Task description: Display every line of the rows below that contains the string "field". Case counts.
** start **
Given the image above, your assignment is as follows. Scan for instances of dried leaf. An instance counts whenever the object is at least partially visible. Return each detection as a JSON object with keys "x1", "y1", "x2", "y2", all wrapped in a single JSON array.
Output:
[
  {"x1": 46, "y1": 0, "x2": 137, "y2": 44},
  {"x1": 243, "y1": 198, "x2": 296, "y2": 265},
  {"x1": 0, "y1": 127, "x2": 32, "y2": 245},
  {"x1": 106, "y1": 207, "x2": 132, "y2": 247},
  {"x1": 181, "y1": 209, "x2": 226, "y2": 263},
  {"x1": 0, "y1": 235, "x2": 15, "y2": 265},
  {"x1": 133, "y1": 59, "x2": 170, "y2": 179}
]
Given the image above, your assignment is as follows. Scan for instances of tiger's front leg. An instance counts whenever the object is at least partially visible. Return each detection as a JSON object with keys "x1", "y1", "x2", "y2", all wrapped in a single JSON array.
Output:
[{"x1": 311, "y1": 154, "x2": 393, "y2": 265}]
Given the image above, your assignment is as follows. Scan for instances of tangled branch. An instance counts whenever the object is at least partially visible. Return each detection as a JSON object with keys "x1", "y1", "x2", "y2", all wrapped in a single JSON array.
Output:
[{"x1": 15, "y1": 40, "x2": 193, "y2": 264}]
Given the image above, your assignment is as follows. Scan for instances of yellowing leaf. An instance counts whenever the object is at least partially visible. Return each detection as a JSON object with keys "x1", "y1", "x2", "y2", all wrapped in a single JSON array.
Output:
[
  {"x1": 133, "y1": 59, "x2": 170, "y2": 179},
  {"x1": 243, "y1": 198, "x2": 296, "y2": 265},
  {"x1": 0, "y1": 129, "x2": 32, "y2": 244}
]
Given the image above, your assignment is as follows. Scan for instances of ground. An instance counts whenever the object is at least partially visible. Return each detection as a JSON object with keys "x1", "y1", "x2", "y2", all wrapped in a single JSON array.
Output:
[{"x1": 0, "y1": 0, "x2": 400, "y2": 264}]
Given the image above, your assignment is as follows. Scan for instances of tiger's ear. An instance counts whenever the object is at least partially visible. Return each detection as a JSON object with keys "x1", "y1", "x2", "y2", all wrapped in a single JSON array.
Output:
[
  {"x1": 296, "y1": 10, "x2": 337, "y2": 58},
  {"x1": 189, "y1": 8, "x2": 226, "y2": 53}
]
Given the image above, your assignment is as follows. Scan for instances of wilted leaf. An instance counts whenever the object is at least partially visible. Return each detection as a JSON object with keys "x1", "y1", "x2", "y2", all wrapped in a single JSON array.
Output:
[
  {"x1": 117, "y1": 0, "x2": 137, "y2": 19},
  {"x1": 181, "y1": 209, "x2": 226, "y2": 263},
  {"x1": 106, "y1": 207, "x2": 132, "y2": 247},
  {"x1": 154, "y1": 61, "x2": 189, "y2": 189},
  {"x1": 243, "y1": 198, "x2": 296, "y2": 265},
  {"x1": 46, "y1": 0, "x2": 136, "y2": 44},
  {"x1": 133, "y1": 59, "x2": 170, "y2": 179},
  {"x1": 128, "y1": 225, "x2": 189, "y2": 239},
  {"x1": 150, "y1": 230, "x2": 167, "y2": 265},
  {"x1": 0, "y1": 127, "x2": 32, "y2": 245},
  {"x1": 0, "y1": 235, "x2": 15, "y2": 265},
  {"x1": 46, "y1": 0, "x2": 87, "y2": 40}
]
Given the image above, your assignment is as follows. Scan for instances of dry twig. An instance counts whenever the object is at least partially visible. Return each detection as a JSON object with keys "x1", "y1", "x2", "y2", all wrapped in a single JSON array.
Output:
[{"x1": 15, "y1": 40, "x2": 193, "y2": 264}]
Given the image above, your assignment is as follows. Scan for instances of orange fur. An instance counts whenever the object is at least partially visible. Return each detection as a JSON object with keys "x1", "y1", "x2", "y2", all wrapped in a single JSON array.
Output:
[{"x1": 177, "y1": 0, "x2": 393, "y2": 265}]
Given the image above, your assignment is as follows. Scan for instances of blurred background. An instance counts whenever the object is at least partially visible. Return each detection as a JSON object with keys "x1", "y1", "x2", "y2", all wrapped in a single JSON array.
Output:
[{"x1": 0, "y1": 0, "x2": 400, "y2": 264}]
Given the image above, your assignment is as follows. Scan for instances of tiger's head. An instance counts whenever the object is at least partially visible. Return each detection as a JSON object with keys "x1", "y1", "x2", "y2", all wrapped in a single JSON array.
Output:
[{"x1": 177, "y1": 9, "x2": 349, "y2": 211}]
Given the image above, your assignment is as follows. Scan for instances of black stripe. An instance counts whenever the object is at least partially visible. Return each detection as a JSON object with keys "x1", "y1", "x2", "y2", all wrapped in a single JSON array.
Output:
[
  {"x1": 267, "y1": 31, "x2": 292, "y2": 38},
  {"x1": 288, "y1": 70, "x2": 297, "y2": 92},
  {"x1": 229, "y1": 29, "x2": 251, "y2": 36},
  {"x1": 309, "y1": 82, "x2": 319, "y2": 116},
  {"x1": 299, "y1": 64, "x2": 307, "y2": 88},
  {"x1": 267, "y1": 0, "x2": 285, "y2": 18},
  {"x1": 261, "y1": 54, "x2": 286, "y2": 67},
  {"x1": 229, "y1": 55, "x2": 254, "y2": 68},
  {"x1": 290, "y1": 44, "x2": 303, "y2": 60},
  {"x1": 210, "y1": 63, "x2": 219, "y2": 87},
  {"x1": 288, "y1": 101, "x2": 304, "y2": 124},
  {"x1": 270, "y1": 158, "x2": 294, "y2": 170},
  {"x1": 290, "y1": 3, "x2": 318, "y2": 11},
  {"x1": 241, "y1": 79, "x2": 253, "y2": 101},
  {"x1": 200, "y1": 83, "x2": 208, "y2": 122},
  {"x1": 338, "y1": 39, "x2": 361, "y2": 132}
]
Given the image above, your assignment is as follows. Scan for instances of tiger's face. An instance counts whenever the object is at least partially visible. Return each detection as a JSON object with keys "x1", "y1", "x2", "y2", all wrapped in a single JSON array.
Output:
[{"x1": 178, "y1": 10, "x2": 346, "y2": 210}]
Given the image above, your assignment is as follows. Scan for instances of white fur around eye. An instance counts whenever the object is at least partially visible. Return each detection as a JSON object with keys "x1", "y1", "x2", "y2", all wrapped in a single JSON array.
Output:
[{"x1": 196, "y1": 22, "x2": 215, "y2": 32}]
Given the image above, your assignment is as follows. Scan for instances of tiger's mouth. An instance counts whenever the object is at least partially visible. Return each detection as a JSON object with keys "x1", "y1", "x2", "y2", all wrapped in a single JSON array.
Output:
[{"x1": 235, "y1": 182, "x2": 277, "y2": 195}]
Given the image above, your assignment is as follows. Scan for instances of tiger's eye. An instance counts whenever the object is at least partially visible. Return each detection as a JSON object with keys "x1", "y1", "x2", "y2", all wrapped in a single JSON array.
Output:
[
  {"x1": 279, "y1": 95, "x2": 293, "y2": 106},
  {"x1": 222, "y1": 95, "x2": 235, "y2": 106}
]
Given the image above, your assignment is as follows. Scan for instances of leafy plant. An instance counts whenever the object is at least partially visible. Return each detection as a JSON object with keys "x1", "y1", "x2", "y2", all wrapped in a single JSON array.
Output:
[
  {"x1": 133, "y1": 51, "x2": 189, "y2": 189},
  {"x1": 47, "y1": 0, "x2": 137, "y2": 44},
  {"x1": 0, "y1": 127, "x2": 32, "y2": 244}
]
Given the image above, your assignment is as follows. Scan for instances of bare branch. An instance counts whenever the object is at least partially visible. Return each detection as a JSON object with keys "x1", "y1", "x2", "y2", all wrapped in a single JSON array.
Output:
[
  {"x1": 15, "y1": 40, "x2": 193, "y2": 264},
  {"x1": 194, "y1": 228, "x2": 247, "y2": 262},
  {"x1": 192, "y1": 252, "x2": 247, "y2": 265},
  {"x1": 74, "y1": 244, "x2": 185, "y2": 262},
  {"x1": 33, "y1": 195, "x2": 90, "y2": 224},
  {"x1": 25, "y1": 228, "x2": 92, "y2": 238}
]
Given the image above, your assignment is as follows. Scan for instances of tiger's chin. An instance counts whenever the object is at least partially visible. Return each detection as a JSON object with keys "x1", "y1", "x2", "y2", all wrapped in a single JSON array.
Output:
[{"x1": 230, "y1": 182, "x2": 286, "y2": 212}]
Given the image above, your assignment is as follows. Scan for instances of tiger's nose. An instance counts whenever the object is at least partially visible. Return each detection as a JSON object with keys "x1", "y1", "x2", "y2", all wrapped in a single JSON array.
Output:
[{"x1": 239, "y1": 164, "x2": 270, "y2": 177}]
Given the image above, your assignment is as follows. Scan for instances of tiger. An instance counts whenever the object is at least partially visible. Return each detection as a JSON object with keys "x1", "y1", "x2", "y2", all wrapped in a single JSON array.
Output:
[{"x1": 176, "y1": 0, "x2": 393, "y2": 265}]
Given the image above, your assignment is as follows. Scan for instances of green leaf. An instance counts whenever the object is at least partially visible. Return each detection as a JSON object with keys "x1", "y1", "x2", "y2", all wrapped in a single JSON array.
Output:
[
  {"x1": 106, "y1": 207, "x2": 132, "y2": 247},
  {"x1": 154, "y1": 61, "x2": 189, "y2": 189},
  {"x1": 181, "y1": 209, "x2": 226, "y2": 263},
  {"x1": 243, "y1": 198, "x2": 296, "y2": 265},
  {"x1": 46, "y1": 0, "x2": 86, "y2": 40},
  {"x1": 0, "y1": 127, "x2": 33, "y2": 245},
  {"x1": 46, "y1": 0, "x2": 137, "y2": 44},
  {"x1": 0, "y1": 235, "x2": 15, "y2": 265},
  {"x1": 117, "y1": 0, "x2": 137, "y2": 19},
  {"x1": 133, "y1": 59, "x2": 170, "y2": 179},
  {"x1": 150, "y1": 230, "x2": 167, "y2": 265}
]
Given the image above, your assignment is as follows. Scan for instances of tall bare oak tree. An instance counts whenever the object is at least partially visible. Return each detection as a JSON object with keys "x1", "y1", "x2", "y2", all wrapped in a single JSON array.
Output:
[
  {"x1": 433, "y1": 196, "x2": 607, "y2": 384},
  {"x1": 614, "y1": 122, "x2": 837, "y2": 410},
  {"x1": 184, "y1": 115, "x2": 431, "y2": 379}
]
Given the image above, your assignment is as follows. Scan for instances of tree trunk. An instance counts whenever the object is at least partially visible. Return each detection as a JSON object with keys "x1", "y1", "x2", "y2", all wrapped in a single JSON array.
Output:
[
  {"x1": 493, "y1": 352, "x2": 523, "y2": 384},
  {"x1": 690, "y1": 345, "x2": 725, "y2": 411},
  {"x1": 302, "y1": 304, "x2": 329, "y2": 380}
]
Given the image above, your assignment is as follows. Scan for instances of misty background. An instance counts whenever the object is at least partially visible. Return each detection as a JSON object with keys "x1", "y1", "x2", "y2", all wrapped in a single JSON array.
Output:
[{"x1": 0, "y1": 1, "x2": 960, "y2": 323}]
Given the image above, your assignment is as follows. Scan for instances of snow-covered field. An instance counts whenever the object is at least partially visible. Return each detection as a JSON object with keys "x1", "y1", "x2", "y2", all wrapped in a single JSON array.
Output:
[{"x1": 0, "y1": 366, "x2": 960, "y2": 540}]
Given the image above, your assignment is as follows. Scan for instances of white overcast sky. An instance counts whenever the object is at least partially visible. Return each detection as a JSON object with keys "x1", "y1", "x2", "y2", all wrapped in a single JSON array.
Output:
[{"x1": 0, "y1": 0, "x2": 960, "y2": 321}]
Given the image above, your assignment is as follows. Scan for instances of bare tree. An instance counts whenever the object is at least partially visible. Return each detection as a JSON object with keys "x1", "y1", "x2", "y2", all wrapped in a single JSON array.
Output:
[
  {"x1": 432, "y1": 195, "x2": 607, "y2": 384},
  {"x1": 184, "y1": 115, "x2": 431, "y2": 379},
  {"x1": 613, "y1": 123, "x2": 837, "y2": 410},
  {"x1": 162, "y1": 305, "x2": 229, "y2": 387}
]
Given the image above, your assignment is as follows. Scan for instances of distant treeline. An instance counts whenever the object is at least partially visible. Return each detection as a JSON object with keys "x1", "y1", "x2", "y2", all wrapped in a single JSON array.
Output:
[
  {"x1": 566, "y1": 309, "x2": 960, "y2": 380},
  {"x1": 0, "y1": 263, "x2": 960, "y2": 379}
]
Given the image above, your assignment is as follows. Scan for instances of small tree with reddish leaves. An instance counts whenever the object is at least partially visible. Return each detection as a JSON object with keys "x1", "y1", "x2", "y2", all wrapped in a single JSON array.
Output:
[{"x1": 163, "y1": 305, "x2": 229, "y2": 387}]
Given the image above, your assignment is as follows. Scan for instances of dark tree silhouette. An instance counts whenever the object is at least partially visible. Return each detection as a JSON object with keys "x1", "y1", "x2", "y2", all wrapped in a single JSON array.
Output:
** end **
Task output:
Given the image above, your assignment is as follows. Scan for instances of snow-covered field. An instance counts whenever the object is at least partially visible. Return each detection as a JSON object with keys "x1", "y1", "x2", "y2", all wrapped in a single JSON array.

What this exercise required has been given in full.